━━━ Provided passage ━━━

Medical - Helix iMC
Highest precision with innovative measuring technology
Silicone tubing can save lives – as an example it is a key component in pacemakers. The Helix iMC technology is revolutionizing current industrial standards for quality control with comprehensive monitoring and documentation. At the same time, it reduces scrap by more than 25 percent.
Some immediately think of the Californian IT industry when they see the word silicone – and others have bathroom joints in their minds. Because the material is a true all-rounder – depending on the mixture and manufacturing process – the silicone spectrum ranges from simple trivets to the sophisticated development of artificial heart valves.
Silicone is also used in cancer drug delivery systems, implants and other technologies that save lives and improve the quality of life. The Freudenberg Medical Business Group manufactures such medical products for use in and on human bodies. Silicone is very important for such products thanks to its compatibility with the human body (biocompatibility).
The Kaiserslautern site in Germany is Freudenberg Medical’s competence center for medical silicone products. Silicone tubes with diameters ranging from 0.3 millimeters to a good five centimeters are manufactured in Class 8 clean rooms for pacemakers or pumps for the pharmaceutical industry. Each year, some 100 tons of silicone tubing leaves the site for customers.

━━━ Data excerpts ━━━

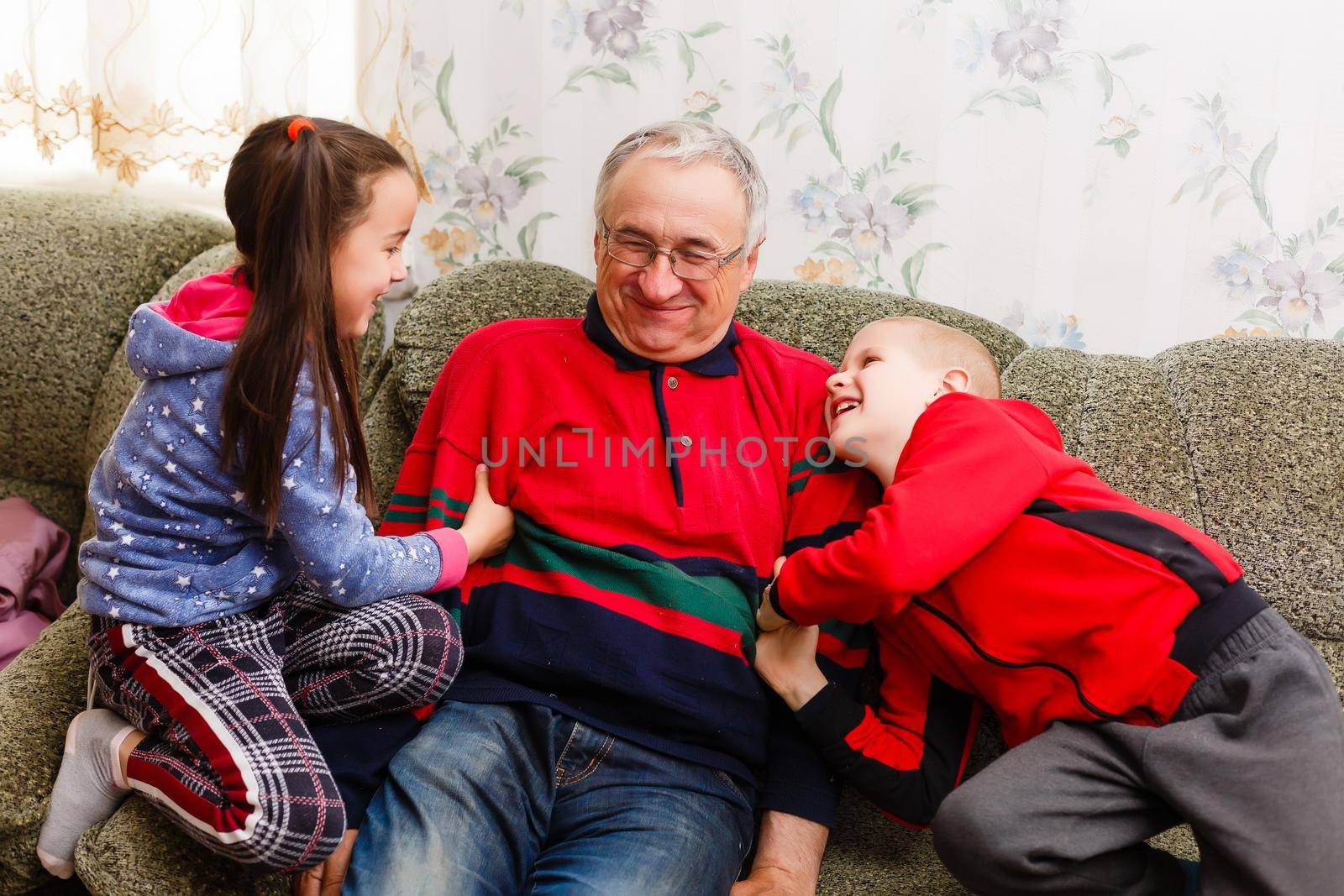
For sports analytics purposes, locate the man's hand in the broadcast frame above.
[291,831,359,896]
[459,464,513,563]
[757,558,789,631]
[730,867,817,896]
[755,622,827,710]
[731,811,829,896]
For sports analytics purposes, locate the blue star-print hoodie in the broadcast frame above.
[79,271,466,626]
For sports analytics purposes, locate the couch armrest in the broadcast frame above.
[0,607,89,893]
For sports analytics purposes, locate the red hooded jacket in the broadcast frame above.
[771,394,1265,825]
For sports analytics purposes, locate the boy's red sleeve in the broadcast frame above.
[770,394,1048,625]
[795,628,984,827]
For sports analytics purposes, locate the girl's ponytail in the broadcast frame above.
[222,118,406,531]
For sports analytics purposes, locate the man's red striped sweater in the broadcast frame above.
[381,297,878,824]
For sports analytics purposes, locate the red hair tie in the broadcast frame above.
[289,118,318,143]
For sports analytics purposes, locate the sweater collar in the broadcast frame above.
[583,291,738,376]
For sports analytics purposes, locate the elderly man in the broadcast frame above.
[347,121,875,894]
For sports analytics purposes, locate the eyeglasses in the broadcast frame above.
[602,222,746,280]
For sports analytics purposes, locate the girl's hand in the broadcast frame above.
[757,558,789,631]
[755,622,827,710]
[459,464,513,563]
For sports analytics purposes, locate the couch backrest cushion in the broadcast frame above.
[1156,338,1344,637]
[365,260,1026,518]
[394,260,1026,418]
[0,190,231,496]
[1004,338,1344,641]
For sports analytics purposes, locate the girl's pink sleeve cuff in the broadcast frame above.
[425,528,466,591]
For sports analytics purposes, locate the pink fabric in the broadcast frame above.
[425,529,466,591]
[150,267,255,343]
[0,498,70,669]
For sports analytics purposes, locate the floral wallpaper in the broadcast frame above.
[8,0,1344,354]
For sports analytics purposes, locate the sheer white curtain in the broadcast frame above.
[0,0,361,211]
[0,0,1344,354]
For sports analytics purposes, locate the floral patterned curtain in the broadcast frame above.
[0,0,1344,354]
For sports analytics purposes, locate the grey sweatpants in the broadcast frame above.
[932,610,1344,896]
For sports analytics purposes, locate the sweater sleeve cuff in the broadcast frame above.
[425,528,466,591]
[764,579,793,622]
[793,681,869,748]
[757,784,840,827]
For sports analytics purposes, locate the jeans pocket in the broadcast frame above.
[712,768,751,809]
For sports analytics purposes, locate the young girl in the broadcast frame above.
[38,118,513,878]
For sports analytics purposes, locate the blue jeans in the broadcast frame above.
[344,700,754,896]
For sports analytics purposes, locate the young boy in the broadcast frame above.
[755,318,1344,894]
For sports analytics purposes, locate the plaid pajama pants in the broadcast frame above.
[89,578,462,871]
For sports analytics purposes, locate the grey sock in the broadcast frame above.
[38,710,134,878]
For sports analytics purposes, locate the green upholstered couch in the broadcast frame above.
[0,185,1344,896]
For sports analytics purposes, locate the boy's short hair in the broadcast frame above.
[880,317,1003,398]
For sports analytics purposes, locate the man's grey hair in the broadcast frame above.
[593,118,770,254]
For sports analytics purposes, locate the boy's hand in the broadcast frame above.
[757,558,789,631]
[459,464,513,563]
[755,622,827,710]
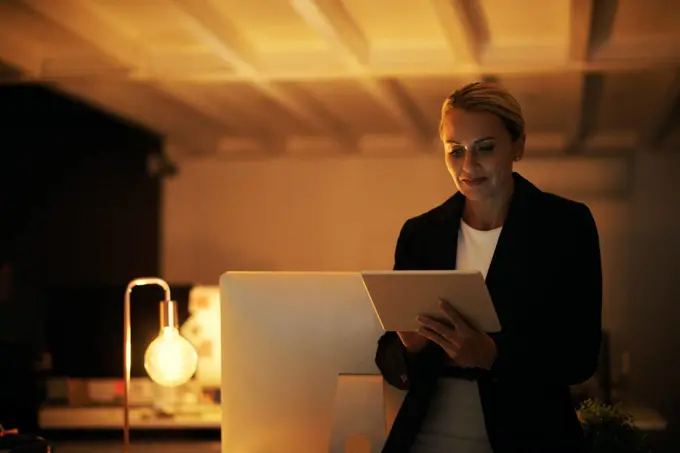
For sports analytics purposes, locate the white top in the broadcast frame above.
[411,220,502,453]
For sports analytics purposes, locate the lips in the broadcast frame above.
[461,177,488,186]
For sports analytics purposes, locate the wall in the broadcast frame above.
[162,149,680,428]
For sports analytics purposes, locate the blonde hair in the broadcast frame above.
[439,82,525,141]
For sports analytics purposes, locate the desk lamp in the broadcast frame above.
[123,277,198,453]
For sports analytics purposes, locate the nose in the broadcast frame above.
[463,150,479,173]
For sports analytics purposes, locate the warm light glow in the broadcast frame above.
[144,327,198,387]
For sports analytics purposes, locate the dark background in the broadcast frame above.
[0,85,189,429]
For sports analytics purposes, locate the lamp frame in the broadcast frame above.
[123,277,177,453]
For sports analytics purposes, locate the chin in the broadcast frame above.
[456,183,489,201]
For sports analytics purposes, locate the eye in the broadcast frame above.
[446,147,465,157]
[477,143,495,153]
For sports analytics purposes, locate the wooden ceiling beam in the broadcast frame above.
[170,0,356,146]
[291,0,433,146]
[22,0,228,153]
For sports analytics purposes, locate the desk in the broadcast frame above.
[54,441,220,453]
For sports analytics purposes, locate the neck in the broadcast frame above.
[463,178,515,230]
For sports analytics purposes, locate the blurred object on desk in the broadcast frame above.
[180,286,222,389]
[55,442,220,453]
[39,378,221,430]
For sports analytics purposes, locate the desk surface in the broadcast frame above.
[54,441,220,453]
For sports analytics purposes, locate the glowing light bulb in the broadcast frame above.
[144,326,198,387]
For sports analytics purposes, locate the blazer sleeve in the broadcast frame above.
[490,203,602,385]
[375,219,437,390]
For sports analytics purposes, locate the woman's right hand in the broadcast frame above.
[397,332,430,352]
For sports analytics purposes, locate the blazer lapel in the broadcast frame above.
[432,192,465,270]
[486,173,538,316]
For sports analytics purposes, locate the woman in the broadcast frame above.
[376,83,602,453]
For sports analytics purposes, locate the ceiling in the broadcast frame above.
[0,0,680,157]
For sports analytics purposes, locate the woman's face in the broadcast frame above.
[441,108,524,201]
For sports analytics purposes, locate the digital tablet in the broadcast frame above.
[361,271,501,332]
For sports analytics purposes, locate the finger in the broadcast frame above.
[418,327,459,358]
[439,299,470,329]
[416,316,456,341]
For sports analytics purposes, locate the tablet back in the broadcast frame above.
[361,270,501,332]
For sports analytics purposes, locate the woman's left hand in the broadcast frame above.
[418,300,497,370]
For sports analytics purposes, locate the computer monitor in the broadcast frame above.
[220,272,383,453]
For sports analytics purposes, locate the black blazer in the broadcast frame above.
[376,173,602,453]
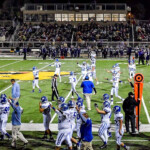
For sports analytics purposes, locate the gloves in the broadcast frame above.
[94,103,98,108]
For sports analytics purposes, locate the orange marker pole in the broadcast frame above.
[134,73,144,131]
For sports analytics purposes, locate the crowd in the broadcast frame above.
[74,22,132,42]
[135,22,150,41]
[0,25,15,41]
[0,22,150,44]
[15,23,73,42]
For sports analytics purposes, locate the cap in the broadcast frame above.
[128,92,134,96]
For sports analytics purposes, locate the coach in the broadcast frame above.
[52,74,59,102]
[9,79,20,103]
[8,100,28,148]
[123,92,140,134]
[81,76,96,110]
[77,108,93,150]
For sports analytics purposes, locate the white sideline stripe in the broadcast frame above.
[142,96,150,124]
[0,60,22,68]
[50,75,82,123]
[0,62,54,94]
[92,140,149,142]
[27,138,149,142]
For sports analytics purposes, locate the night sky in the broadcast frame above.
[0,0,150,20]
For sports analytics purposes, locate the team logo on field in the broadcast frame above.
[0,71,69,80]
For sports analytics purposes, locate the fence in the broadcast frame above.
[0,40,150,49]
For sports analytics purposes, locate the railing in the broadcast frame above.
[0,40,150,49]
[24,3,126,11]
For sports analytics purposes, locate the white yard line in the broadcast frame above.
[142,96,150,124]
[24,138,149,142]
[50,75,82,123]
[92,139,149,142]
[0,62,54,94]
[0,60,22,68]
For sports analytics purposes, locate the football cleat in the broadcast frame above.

━━━

## Your tasks
• A. Please write out the section of the Helix iMC page that starts at "The Kaiserslautern site" and stops after "site for customers.".
• B. Continue the Helix iMC page on silicone tubing from the point where it ends.

## Answers by task
• A.
The Kaiserslautern site in Germany is Freudenberg Medical’s competence center for medical silicone products. Silicone tubes with diameters ranging from 0.3 millimeters to a good five centimeters are manufactured in Class 8 clean rooms for pacemakers or pumps for the pharmaceutical industry. Each year, some 100 tons of silicone tubing leaves the site for customers.

• B.
Helix iMC sensor technology
Medical application products must meet specifications to within hundredths and thousandths of a millimeter. The inner diameter of a silicone tube is the measure of all things. All deviations must be sorted out and disposed of. Once cured, silicone cannot be remelted and reused, as is possible with the plastic PET. So, the Freudenberg Business Group is adopting the approach of avoiding waste during production.
This is where the new Helix iMC sensor technology from Freudenberg comes into play. Freudenberg specialists in Kaiserslautern spent a year and a half developing the technology and have been using it on one of two production lines since April 2019. The unique innovation reduces waste and its environmental impact by more than 25 percent. It will now be rolled out step-by-step at all Freudenberg sites that produce tubing. In Kaiserslautern, it has already decreased non-recyclable cured silicone waste by around two tons. This equals over 1.5 tons of CO2. If the technology is adapted to other production lines and Freudenberg Medical sites, savings can be made around the globe.
Helix iMC uses a tomographic system with an emitter and four sensors. They record and document the tube’s shape during extrusion. An algorithm calculates a cross-section view using these measurements that an employee can monitor on a screen. In addition to visual monitoring, the system automatically reports any deviations that it detects, making a precise and continuous measurement of the inner diameter and wall thickness during the production process possible.
This is a revolution over the industry standard that uses cut samples of cured silicone tubes measured manually during production. The process is repeated until the product meets specifications. The production line keeps running throughout the process. If the material does not have the right configuration, it must be scrapped. For tubing with complex geometry, the process is time consuming and material intensive. One example is the multiple lumens from Freudenberg Medical that insulate pacemaker wires with five internal diameters where the minimum wall thickness is the most important dimension.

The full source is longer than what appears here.